- STATED GOAL -
Copy the data word for word, from the line with "the rocky shoreline" to the line with "(1223, 689)", both of those lines included.

<<<<

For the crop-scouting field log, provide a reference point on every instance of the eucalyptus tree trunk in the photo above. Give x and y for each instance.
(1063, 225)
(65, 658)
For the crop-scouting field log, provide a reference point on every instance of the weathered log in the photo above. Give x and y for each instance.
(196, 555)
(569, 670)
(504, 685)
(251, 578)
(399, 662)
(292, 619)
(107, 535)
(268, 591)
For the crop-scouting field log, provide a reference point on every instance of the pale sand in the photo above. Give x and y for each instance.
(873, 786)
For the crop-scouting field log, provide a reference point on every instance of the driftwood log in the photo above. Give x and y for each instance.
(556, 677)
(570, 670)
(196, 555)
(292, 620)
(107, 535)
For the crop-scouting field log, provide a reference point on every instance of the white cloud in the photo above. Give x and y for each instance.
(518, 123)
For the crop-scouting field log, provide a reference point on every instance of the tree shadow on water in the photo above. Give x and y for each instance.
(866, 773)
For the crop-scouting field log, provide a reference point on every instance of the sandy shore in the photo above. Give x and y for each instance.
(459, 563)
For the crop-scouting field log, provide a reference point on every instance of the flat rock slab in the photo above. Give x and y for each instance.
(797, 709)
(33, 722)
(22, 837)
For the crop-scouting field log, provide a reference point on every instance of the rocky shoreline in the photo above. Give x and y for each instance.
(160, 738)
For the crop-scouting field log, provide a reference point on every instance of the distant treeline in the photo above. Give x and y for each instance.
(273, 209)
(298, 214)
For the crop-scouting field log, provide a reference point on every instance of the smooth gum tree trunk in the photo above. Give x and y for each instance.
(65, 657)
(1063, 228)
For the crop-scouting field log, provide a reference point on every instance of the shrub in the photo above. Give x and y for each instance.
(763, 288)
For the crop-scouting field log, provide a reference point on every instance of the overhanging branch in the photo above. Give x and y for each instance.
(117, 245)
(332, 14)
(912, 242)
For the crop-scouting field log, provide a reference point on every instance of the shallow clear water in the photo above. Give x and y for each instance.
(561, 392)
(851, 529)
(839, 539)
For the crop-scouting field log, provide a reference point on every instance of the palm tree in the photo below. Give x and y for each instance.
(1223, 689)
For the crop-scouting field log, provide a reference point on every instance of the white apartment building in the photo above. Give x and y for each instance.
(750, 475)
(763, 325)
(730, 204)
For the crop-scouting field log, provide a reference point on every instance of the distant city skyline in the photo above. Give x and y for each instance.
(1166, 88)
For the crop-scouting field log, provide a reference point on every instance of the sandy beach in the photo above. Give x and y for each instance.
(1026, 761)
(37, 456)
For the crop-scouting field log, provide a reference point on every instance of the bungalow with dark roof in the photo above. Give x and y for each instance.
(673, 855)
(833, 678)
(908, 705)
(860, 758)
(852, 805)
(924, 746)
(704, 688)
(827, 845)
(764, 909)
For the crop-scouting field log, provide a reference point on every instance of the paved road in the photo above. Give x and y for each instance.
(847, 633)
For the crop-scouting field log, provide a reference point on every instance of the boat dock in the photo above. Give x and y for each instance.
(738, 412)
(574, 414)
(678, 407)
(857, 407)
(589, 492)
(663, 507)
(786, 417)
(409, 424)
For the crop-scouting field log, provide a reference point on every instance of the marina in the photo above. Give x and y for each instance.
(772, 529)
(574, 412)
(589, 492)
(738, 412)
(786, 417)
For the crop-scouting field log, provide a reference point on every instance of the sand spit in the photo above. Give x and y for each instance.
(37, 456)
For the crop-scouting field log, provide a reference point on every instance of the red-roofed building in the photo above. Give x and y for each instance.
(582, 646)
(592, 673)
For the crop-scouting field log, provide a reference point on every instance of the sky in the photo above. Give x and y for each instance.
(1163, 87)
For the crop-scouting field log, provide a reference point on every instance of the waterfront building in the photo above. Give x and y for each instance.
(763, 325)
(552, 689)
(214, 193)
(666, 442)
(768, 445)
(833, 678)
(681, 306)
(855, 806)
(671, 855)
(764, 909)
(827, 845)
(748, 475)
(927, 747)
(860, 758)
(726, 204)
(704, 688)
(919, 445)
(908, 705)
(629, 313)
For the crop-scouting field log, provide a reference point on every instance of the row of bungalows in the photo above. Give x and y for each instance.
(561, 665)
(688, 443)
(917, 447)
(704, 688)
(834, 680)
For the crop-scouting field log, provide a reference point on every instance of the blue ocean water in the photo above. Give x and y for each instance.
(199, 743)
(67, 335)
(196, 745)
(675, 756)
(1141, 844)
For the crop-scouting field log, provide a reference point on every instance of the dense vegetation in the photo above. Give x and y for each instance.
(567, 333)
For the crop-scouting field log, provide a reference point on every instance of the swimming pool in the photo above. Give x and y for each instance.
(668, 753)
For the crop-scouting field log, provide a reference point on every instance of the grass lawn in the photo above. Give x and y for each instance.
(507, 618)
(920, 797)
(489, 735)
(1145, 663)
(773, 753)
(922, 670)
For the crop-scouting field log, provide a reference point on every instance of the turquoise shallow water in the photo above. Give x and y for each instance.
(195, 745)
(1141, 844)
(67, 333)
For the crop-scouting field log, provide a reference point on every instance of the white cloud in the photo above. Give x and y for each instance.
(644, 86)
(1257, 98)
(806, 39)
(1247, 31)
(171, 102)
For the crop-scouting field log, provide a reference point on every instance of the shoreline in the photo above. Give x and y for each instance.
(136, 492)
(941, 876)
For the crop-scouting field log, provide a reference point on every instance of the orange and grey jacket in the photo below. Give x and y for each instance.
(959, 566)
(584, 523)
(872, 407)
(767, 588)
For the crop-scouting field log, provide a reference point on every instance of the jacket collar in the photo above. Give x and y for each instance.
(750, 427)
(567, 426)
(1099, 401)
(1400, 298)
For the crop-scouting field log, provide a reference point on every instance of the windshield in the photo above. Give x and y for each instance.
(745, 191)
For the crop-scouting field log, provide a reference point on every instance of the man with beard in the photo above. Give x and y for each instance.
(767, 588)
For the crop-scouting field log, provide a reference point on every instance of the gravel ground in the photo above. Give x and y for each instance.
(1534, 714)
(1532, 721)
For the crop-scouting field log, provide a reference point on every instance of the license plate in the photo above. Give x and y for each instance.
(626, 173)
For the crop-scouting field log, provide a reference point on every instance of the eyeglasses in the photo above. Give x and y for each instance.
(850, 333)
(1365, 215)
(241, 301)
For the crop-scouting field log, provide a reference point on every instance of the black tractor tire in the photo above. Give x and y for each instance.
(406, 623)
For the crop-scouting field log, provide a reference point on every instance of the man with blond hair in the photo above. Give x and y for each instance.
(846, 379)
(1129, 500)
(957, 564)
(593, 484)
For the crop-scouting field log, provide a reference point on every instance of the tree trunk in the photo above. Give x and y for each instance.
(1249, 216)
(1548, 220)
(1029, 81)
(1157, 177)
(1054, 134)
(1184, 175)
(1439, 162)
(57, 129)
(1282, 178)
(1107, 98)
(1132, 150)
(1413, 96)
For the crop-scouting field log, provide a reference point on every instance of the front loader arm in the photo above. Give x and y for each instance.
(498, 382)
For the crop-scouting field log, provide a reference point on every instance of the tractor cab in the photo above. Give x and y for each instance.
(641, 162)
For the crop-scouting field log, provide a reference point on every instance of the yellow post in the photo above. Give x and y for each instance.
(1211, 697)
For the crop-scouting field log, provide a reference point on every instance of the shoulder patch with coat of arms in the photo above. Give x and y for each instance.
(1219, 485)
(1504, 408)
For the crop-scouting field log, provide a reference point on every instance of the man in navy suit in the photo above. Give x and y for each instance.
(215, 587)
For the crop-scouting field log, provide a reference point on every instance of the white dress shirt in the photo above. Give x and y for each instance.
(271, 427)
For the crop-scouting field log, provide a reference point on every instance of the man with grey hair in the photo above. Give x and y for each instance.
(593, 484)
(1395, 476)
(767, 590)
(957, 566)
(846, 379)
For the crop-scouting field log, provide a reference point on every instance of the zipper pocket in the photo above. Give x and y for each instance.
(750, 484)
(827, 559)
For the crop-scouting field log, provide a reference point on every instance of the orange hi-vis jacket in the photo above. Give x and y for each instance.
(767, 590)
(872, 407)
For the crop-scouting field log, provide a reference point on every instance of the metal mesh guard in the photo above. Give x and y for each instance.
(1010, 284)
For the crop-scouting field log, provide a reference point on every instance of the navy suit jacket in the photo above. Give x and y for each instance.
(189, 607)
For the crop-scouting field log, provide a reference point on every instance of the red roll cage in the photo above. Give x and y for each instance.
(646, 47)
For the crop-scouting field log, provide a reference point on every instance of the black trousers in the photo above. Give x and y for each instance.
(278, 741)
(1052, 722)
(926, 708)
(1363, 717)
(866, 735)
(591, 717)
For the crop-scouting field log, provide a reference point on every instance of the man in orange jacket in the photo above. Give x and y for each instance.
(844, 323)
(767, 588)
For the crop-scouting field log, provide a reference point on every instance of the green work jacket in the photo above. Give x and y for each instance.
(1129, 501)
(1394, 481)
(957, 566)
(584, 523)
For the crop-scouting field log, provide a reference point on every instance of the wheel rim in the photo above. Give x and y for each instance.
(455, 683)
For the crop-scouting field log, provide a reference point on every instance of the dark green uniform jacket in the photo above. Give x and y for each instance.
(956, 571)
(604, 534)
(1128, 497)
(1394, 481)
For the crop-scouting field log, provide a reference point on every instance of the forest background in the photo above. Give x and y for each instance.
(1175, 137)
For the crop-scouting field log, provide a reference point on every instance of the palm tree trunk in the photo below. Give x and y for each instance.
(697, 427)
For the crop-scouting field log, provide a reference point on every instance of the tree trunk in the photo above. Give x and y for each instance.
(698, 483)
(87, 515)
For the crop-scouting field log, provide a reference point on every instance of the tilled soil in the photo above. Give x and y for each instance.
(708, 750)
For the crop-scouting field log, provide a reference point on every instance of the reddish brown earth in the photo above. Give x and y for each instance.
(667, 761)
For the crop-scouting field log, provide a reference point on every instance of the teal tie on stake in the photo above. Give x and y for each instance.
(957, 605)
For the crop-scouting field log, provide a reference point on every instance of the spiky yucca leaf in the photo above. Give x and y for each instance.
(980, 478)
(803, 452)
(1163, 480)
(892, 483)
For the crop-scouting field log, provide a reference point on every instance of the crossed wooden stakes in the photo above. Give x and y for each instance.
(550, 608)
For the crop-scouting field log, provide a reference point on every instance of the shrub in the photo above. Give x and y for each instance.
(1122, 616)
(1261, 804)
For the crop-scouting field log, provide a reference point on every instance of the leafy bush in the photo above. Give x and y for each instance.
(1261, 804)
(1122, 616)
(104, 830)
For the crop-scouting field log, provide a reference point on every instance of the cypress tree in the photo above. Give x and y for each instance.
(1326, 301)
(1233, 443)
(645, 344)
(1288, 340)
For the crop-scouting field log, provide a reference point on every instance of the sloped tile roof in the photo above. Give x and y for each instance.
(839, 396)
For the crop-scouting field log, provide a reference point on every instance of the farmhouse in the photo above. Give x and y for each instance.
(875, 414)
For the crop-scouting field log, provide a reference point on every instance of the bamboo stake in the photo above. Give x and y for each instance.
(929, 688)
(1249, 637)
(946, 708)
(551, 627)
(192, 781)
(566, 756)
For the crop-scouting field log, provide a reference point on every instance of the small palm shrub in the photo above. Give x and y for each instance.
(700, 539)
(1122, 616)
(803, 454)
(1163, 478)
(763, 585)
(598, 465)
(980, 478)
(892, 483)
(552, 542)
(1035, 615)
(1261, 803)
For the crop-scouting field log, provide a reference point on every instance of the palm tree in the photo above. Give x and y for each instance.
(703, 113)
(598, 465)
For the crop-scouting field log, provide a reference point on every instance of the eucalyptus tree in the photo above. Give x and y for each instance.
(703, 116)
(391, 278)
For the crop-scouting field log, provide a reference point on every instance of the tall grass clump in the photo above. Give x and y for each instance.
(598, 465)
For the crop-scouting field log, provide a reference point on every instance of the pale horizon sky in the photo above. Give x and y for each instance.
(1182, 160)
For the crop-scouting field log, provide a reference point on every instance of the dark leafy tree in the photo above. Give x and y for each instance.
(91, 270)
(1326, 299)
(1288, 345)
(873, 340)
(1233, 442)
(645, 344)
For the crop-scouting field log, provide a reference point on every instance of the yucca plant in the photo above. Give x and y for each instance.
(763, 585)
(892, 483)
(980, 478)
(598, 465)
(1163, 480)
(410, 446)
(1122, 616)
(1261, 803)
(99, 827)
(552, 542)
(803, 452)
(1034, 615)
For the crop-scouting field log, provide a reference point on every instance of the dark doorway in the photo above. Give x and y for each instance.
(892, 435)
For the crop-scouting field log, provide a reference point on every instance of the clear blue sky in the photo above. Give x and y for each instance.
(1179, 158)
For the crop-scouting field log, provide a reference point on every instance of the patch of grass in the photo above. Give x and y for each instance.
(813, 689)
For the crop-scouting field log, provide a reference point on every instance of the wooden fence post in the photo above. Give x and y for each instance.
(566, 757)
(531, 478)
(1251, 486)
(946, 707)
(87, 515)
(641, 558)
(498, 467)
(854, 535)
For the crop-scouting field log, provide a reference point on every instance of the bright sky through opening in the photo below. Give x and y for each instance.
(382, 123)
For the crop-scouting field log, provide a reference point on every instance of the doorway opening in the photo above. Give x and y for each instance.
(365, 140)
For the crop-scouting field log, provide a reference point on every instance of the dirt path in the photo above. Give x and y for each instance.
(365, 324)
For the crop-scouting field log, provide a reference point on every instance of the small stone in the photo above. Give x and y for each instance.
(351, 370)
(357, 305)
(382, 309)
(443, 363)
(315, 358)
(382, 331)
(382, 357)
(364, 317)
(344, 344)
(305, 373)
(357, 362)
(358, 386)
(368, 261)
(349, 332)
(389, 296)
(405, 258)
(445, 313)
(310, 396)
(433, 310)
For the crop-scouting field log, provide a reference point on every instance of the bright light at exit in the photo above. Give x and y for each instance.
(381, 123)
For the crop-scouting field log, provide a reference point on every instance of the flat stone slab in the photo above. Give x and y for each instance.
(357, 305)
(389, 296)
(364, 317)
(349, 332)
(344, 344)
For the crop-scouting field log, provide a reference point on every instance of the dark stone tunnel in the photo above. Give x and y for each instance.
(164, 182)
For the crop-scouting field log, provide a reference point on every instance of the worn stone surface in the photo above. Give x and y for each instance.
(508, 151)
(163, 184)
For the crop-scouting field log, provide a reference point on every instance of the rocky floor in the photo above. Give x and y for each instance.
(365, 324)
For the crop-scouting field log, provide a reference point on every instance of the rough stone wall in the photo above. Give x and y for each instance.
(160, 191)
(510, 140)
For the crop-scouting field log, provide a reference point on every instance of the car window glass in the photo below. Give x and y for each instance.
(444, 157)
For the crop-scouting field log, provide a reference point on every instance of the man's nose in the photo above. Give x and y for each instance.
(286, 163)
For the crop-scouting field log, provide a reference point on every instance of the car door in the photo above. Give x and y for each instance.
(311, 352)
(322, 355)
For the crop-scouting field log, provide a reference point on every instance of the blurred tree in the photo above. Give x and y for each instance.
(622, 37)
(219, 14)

>>>>

- TASK RESULT -
For the crop-scouting field log, provide a reference point on every instance of the rocky shoreline in the photo above. Give x and y for each instance.
(160, 738)
For the crop-scouting field log, provide a reference point on every instance of the distant treeline in the photo above. Give x and y for each instance.
(273, 209)
(298, 214)
For the crop-scouting field log, provide a reference point on every instance of the smooth gum tree trunk in the photo above. Give x and y for each instance.
(65, 657)
(1063, 228)
For the crop-scouting field log, provide a reference point on every instance of the shrub in the photo above. Give x and y for each instance.
(763, 288)
For the crop-scouting field log, provide a reference point on every instance of the overhanging branch in the photo above. Give x and y for each instance.
(117, 245)
(332, 14)
(912, 242)
For the crop-scouting field log, provide a reference point on every instance of the shallow clear water in the photo above. Give x and y for each instance.
(561, 392)
(851, 529)
(839, 539)
For the crop-scouting field log, provide a reference point on every instance of the palm tree in the photo below. Give x and y for each instance.
(1223, 689)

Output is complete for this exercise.